Excerpted text —
>> begin

What business does a diabetic Weight Watchers leader have reading a book that is so filled with butter and chocolate and sugar that it almosts wafts from the pages? I don’t know, but I do know that I could barely put this book down. Thank goodness for the ankle injury and the 3-day weekend that allowed me to finish it this morning.
I loved this book, Cakewalk, by Kate Moses. I LOVED THIS BOOK so much. It’s going on my Top Ten list. And for people who have seen my house and my miles of bookshelves, you’ll know this is saying a lot.
Where do I begin? Well, for one I loved it because it brought my childhood back to me, and in the sensual food-memory way that the madeleine brought Proust back to his. Only it wasn’t anything as delicate and refined as a fancy French cookie, it was her unabashed love for 1960s junk food that made my heart beat faster. And it was the way that she described the Ding Dongs and the Baby Ruths without an ounce of embarrassment or remorse: just, this is what we ate, and it gave us pleasure. She loved the badger Frances books like I did, and especially for the food descriptions: not only the bread and jam, but also ode she sings to Lorna Doone cookies.
Kate Moses is roughly the same age as I am, so reading this book was like a tantalizing time-travel through my own life. It was shocking to squeak out, as I was reading, “Me too!” even down to a bizarre coincidence involving rubber alligator toes. Reading this book was in so many ways like a channeling of my own life.

>> end

Short problem A —
Answer these questions about the review of Cakewalk:
(i) What injury gave the reviewer time to finish the book?
(ii) Junk food from which decade is mentioned?
(iii) Onto which list is the book going?
Short problem B — Pick out every line of the listing that contains the word "patterned".
The review above has no connection to the listing that comes after it.

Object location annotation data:
>> begin

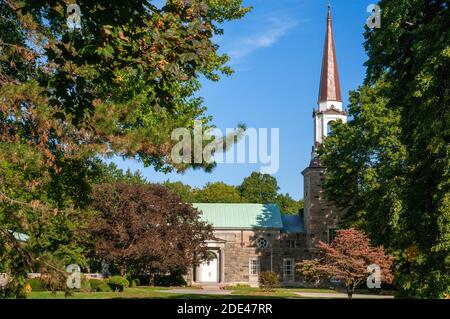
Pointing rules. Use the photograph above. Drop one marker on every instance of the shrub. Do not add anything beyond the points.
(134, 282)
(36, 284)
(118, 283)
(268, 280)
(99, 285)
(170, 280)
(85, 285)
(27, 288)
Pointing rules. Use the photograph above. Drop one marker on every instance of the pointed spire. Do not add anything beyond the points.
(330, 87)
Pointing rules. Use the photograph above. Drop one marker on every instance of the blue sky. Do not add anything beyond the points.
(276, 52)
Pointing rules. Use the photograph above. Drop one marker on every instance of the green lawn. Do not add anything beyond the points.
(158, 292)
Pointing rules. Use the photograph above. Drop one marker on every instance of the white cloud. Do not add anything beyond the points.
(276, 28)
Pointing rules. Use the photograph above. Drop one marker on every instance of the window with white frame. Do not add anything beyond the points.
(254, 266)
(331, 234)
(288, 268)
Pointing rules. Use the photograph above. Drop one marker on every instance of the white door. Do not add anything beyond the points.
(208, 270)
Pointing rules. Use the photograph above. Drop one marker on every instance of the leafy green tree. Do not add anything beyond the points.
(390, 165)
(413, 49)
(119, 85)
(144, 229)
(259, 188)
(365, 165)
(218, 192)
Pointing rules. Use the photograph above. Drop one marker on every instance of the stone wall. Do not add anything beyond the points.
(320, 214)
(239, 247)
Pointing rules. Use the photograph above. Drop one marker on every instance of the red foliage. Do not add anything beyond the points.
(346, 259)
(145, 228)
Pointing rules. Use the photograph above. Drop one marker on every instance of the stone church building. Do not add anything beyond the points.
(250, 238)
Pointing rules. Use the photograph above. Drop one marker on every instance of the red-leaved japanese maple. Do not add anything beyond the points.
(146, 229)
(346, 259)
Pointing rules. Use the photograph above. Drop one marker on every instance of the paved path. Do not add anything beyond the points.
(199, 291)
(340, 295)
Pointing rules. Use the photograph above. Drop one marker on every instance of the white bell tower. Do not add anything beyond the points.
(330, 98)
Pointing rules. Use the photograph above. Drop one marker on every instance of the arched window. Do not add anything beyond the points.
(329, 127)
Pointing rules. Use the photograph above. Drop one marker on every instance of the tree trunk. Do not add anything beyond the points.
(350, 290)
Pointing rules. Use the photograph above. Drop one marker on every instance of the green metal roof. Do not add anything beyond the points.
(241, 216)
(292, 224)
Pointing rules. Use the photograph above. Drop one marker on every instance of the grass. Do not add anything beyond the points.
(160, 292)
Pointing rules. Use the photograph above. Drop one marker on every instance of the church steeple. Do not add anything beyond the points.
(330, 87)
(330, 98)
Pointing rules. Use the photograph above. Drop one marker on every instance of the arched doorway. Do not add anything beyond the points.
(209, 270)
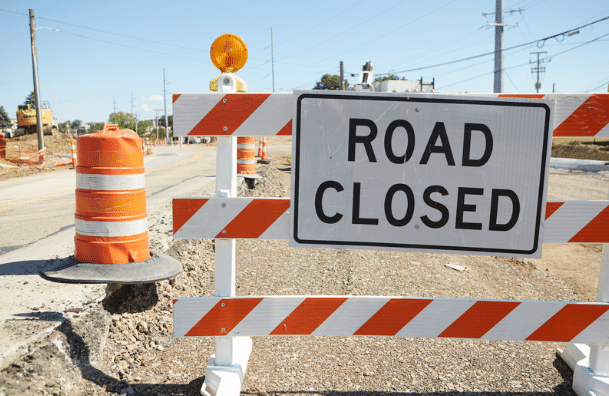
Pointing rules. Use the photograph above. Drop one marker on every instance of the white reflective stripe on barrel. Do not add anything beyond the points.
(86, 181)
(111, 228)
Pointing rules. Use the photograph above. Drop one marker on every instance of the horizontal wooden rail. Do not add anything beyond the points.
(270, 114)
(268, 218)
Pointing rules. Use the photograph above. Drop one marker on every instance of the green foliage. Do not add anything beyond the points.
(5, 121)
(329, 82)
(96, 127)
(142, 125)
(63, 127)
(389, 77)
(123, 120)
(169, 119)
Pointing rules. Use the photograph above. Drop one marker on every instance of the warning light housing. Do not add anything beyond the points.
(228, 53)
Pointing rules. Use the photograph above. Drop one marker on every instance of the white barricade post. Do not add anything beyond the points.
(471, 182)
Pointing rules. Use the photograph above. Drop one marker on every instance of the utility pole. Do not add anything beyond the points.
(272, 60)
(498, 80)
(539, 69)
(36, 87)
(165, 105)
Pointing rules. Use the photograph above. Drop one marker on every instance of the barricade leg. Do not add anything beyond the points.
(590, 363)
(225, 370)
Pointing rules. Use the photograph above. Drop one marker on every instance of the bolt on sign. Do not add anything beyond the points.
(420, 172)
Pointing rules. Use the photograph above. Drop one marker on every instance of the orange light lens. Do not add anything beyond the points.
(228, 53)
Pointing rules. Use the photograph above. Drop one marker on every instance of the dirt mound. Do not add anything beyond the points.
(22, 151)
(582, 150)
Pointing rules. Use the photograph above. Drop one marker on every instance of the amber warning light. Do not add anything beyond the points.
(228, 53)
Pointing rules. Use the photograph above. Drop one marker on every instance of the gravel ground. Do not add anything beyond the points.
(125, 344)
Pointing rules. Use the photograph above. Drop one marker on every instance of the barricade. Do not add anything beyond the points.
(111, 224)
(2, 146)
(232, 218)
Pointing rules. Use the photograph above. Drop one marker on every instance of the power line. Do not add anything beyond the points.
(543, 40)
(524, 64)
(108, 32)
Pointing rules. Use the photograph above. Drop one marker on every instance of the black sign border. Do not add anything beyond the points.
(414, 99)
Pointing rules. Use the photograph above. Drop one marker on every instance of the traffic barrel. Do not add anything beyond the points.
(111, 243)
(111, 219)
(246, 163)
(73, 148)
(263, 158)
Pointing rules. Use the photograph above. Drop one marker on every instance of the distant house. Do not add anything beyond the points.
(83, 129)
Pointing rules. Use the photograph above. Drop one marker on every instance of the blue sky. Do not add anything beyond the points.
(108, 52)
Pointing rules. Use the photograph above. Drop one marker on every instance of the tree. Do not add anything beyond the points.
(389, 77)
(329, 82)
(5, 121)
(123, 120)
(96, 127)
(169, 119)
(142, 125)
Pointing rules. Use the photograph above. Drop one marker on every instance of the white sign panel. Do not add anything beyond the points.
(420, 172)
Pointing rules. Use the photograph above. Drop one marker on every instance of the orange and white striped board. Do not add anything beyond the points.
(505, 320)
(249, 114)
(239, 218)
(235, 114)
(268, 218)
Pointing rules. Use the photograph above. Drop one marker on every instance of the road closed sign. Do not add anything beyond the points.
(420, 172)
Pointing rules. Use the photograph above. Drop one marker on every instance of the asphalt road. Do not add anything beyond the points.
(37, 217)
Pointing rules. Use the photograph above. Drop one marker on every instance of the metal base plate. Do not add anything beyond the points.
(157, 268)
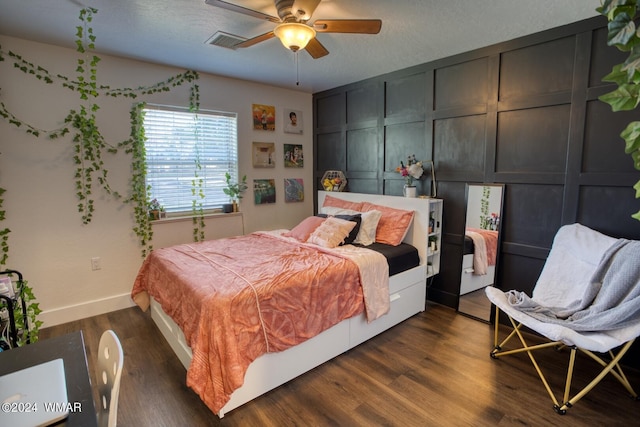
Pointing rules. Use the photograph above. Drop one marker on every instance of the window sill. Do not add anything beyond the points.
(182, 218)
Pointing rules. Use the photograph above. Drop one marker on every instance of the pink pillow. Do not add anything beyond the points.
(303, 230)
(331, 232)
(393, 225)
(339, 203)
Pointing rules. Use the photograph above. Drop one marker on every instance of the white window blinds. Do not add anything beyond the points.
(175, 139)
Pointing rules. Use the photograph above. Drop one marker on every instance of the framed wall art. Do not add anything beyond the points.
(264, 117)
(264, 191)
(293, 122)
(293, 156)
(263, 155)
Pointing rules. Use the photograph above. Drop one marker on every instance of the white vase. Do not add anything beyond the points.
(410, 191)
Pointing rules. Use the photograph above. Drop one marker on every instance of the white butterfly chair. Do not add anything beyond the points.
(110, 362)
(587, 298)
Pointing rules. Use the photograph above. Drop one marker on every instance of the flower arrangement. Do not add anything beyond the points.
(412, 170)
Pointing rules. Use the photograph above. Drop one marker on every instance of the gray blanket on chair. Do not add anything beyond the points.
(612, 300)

>> end
>> begin

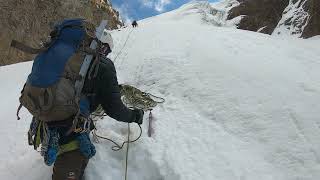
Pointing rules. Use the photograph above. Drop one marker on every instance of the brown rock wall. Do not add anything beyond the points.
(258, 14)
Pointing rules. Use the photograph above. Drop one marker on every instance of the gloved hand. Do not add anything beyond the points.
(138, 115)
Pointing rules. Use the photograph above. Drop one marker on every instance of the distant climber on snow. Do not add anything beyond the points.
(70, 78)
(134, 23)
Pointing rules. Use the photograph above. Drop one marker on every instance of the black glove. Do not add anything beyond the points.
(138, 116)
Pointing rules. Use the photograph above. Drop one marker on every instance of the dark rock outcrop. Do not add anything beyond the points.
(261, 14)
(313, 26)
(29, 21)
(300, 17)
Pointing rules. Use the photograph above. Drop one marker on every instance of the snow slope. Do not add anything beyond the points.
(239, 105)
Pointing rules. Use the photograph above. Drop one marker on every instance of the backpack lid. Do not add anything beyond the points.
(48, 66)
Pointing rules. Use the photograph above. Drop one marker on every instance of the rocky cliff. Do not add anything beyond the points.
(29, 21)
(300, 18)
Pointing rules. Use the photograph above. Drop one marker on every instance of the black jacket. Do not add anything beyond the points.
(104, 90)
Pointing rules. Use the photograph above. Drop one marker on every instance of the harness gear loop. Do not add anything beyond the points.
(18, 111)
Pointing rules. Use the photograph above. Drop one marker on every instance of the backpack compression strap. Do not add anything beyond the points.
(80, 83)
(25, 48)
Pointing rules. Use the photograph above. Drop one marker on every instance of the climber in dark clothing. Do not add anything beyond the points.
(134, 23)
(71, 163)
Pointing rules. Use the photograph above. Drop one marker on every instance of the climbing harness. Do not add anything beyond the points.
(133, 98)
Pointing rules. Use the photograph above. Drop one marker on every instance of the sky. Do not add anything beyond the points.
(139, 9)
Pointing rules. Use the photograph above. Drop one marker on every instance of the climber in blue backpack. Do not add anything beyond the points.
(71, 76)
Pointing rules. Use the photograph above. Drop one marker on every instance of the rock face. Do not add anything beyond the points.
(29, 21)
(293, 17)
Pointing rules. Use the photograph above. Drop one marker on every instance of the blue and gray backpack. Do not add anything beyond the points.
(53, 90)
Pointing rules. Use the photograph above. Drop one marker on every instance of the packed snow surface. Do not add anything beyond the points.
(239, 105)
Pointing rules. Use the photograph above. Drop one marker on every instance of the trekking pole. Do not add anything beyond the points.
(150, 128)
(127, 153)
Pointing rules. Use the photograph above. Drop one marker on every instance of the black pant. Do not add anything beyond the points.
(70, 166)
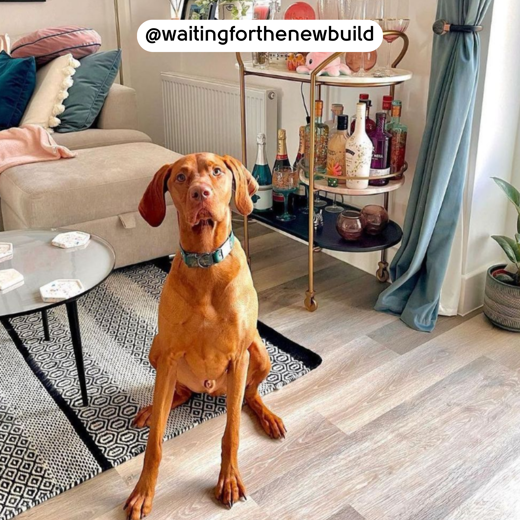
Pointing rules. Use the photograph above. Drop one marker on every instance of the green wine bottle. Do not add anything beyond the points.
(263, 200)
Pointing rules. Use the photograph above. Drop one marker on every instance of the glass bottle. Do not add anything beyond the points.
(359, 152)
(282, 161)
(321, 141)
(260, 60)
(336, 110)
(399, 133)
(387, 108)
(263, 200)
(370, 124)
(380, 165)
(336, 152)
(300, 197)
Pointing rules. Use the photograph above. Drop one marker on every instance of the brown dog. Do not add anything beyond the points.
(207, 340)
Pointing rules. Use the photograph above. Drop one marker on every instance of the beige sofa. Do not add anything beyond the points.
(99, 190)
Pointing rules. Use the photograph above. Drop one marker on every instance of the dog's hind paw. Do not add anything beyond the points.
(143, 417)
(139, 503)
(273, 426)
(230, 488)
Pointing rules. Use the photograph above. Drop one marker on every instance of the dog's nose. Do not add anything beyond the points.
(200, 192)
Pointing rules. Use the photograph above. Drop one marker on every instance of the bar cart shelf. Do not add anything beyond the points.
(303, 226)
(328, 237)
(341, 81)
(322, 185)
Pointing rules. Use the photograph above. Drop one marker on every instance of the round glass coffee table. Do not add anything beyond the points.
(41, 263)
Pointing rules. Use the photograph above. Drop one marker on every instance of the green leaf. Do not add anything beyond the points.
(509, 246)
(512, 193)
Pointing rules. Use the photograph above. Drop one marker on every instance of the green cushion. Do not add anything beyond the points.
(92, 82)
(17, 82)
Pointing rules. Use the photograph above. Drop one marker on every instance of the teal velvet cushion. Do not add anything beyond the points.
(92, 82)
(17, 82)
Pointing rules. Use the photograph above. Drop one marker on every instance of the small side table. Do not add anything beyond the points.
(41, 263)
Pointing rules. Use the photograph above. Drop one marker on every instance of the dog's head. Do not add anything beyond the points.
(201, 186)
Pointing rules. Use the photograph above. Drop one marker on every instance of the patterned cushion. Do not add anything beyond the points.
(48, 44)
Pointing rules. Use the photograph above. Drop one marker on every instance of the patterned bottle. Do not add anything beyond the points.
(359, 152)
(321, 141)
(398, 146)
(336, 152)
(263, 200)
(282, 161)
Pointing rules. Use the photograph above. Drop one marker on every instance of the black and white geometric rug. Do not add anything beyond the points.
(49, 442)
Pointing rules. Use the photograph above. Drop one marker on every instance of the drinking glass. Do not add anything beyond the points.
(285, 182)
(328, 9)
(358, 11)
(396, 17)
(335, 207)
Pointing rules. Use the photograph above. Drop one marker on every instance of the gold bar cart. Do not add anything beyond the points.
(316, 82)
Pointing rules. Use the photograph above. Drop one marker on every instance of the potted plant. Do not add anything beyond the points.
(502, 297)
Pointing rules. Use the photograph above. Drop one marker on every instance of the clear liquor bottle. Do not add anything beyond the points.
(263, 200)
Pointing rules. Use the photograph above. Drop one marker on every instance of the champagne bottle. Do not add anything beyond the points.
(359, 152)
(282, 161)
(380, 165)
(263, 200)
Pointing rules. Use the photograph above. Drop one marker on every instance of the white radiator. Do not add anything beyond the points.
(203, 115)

>> end

Problem solution A —
(i) An ankle injury
(ii) The 1960s
(iii) The reviewer's Top Ten list

Problem solution B —
Pointing rules. Use the photograph above. Drop one marker on every instance of the patterned cushion. Do not add anything beyond the points.
Pointing rules. Use the photograph above. Drop one marker on every instance of the patterned bottle. Do not add anything beyond the points.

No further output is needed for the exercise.